Task: Reproduce word for word the stretch of data from the line containing "Detect branching twig." through the line containing "0,0,164,184", including both of those lines.

Provided information:
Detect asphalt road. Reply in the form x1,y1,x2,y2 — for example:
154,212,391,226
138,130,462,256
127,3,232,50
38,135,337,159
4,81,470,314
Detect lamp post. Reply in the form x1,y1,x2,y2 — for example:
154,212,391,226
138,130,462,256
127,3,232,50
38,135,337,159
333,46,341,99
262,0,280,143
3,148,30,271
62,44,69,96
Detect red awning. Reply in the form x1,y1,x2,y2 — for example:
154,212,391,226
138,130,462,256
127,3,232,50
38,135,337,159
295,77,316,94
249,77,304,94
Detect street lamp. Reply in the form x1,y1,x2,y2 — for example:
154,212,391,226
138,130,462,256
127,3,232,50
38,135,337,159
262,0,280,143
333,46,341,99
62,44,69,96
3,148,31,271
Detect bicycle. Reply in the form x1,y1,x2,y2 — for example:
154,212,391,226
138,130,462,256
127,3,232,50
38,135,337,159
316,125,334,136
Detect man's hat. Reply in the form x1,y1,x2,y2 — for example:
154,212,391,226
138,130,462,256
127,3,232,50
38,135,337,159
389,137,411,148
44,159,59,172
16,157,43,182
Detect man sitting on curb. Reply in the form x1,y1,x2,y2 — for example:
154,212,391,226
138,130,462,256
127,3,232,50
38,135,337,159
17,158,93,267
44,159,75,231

---

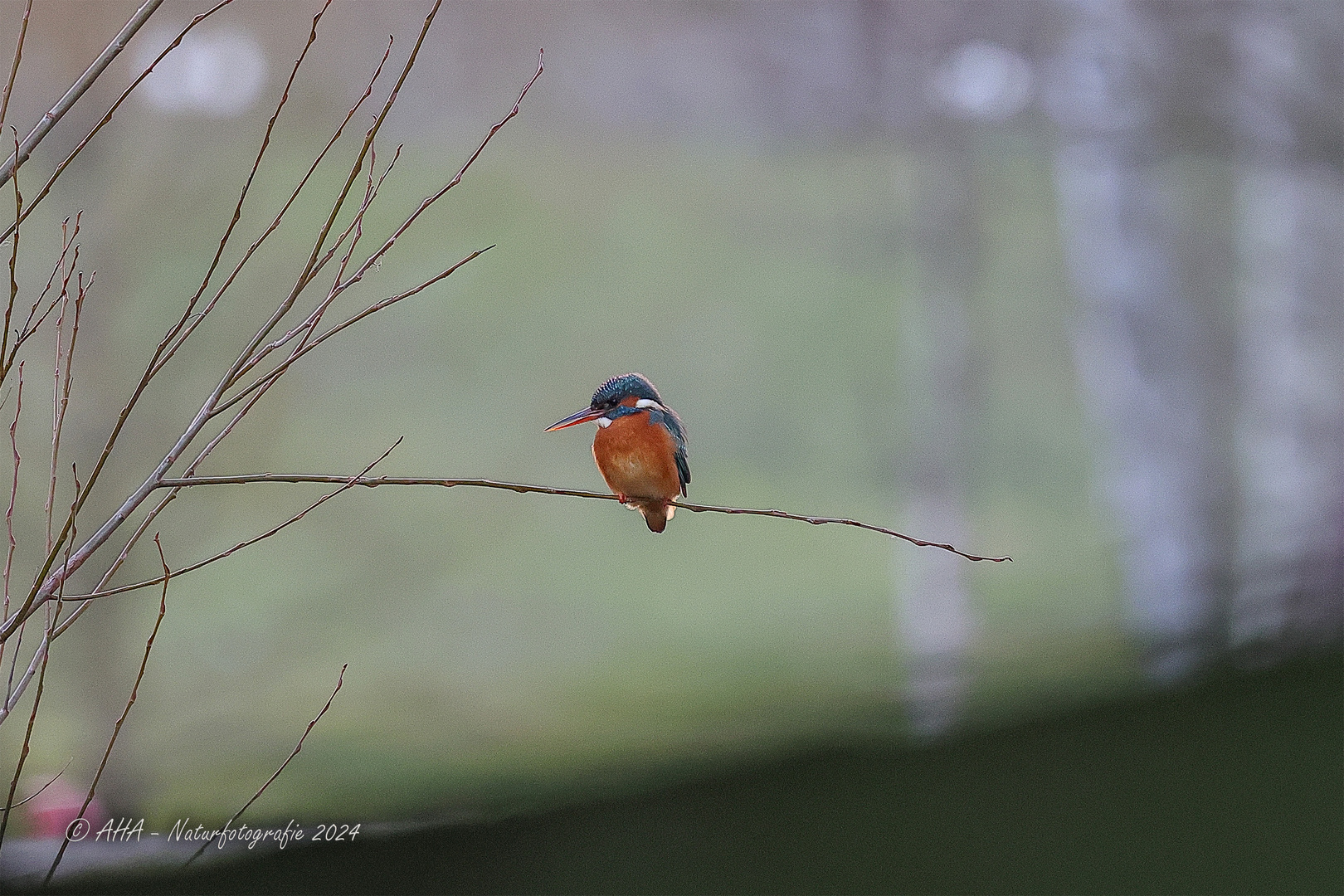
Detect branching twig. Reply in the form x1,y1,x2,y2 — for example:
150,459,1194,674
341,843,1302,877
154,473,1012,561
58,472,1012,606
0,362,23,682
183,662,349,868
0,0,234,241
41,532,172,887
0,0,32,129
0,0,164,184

--

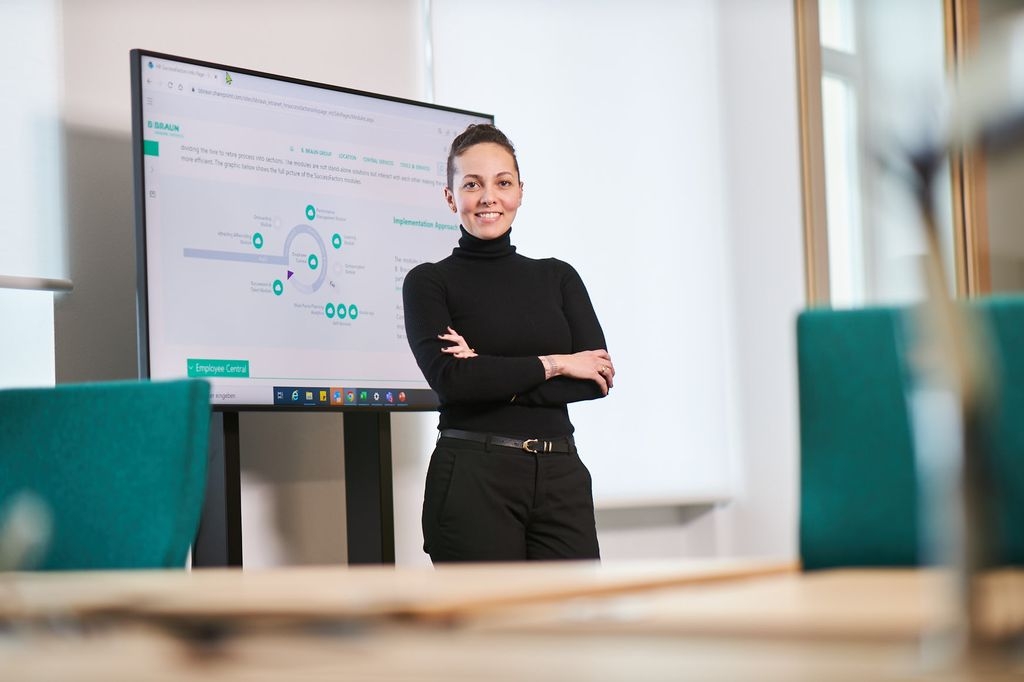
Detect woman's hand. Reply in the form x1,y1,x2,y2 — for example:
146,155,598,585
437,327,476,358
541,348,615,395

Reply to the exercise:
Detect branching twig. Reply in the form x1,y1,x2,y2 — for example:
150,459,1194,674
341,843,1302,877
154,473,1012,561
58,472,1012,606
0,362,23,682
183,662,349,868
0,0,234,241
41,532,172,887
0,0,32,129
0,0,164,184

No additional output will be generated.